(Problem requirements) Every record below should be printed exactly as it appears.

____

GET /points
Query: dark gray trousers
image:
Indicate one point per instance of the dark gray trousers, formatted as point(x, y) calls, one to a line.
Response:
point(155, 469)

____

(Result of the task)
GET /points
Query: dark gray trousers
image:
Indicate one point per instance of the dark gray trousers, formatted as point(x, y) calls, one to a line.
Response:
point(155, 469)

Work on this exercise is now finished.